** ZU ERLEDIGENDE AUFGABE **
Kannst du den Textauszug zu den Sozialversicherungsträgern vollständig und wortgetreu herausziehen?

Diese Landschaft besteht aus 21 Sozialversicherungen, aber keine davon darf sich der Versicherte aussuchen. Außerdem sind da noch die vielen Krankenfürsorgeanstalten. Soll heißen: Ja, die Struktur ist unzeitgemäß und verwirrend. Heute werden Berufe – Eisenbahner, Bauern, Beamte – versichert anstelle von Menschen. Es sollte umgekehrt sein. Ein Arzt erhält meist mehr Geld, wenn er einen Beamten behandelt, als für einen Angestellten, da die Versicherungsanstalt öffentlich Bediensteter (BVA) finanziell besser ausgestattet ist. Diese Schieflage ist das Ergebnis einer jahrelang gelebten Mischung aus Klugheit und Trägheit und gehört begradigt.
Eine für alle? 21 sind zu viel, eine einzige zu wenig, neun wären eine Option. Warum? Die Bundesländer werden nie abgeschafft werden, also braucht es pragmatische Lösungen mit ihnen: Jedes Land bekommt je eine Kasse, dafür werden die ganzen kleinen Gruppen aufgelöst und die eine Kasse an Versorgungsziele geknüpft. Der Bund macht Vorgaben, wie die regionale Planung und Finanzierung koordiniert werden. Der Hauptverband müsste gestärkt werden und zusammen mit dem Bund die Standards für Veranlagungsund Kreditgeschäfte entwickeln.
Die türkis-blaue Koalition will laut Regierungsabkommen die 21 Träger auf maximal fünf reduzieren, Sie sprechen von neun. Warum nicht eine? Bei nur einer Kasse gäbe es keinen Wettbewerb um die besten Modelle für die Versicherten, Beispiel: notwendiger Ausbau der Primärversorgung. Bei neun Kassen würde um das Best-Practice-System gerittert werden – zusätzlicher Ansporn könnte eine Art Belohnungssystem sein, das man mit dem mittlerweile abgeschafften KassenstrukturFonds bereits hätte einleiten können.

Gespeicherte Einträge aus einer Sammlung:
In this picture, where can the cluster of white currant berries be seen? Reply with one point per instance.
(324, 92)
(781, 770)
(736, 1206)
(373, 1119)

** ANTWORT FOLGT **
Diese Landschaft besteht aus 21 Sozialversicherungen, aber keine davon darf sich der Versicherte aussuchen. Außerdem sind da noch die vielen Krankenfürsorgeanstalten. Soll heißen: Ja, die Struktur ist unzeitgemäß und verwirrend. Heute werden Berufe – Eisenbahner, Bauern, Beamte – versichert anstelle von Menschen. Es sollte umgekehrt sein. Ein Arzt erhält meist mehr Geld, wenn er einen Beamten behandelt, als für einen Angestellten, da die Versicherungsanstalt öffentlich Bediensteter (BVA) finanziell besser ausgestattet ist. Diese Schieflage ist das Ergebnis einer jahrelang gelebten Mischung aus Klugheit und Trägheit und gehört begradigt.
Eine für alle? 21 sind zu viel, eine einzige zu wenig, neun wären eine Option. Warum? Die Bundesländer werden nie abgeschafft werden, also braucht es pragmatische Lösungen mit ihnen: Jedes Land bekommt je eine Kasse, dafür werden die ganzen kleinen Gruppen aufgelöst und die eine Kasse an Versorgungsziele geknüpft. Der Bund macht Vorgaben, wie die regionale Planung und Finanzierung koordiniert werden. Der Hauptverband müsste gestärkt werden und zusammen mit dem Bund die Standards für Veranlagungsund Kreditgeschäfte entwickeln.
Die türkis-blaue Koalition will laut Regierungsabkommen die 21 Träger auf maximal fünf reduzieren, Sie sprechen von neun. Warum nicht eine? Bei nur einer Kasse gäbe es keinen Wettbewerb um die besten Modelle für die Versicherten, Beispiel: notwendiger Ausbau der Primärversorgung. Bei neun Kassen würde um das Best-Practice-System gerittert werden – zusätzlicher Ansporn könnte eine Art Belohnungssystem sein, das man mit dem mittlerweile abgeschafften KassenstrukturFonds bereits hätte einleiten können.